Goal A >>
According to the text about drinking songs, which song does the list pivot on?

Text to read >>
Tom Waits - Warm Beer and Cold Women
 
 
Cat Power - Lived in Bars
 
Tom Waits is a man, a very funny man who insults people by saying they have the IQ of a fence post. Men go to bars more than women. That's just a fact. Women get more shit for getting drunk than men do too (although not off LCD Soundsystem clearly). That's another fact. It's rubbish. Cat Power's Lived In Bars is the song that this list pivots on (and if you watch it your heart may break, in fact your heart may break just looking at her - he says rubbing his knees). She absolutely nails the love/hate relationship many of us have with booze. It draws a line under our working day (well, some start earlier), it relaxes, it helps us, it fucks us up. Stupid fucking t-shirts denigrating women say a beer is never jealous of another beer. But a beer always wants a threesome, a foursome, a fivesome, a fucking twenty fivesome. It sends us off to "the next whiskey bar" where we meet arrogant, topless, though admittedly quite talented posers like Jim Morrison. Then we come home and blame it on our mates or, in the case of Tom Waits, his piano. Terrible influence, those Steinways.
 
 
The Doors - Alabama Song
 
 
Tom Waits - The Piano Has Been Drinking
 
 
Johnny Cash - Sunday Morning Coming Down
 
Then we wake up, many coins in the bed, feeling like shit. Horny probably too (what's that all about?) and in danger of texting an ex. Kris Kristofferson nailed the feeling of wandering around with the entire Austrian army marching in your head looking for some solace, craving normality, missing those you left behind in a drunken haze. If you were happy in the haze of a drunken hour I feel bad for you son. I've got 99 problems but that's the main one. And if the beer you had for breakfast wasn't bad, why not have one more for dessert?
 
Men with broken hearts go to pubs to stare into space and talk to other men with broken hearts (again, I know women have it tougher) and hopefully find someone to mend their broken heart. But Rhonda can't help you and football gets boring, quiz nights elicit some warm glow, but eventually you will stare into the cold dark void of misery and accept that the country musicians were right all along. When it comes to heartbreak these Stetson hatted fuckers now you can't drown it - but they know you will try too.

Items from a data source >>
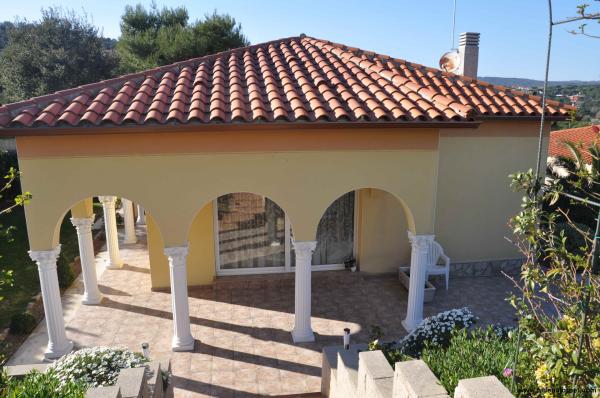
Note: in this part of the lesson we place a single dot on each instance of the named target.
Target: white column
(112, 236)
(302, 326)
(91, 295)
(141, 219)
(58, 344)
(182, 336)
(420, 245)
(129, 222)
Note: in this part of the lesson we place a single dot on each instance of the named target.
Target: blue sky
(513, 32)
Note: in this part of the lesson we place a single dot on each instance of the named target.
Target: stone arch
(410, 219)
(62, 211)
(380, 220)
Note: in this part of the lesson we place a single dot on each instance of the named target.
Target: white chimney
(468, 49)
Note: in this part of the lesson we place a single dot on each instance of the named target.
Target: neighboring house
(581, 136)
(276, 157)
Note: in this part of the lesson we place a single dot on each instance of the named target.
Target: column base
(92, 300)
(179, 345)
(411, 325)
(304, 336)
(55, 352)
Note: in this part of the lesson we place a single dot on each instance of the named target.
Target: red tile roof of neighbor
(287, 80)
(583, 136)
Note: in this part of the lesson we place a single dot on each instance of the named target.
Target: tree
(10, 197)
(151, 38)
(4, 28)
(62, 50)
(559, 305)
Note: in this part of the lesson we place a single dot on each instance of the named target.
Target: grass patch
(470, 354)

Goal B >>
Pick out every line of the listing that contains the word "white". Case counts.

Problem solution A >>
Cat Power's "Lived In Bars."

Problem solution B >>
Target: white column
Target: white chimney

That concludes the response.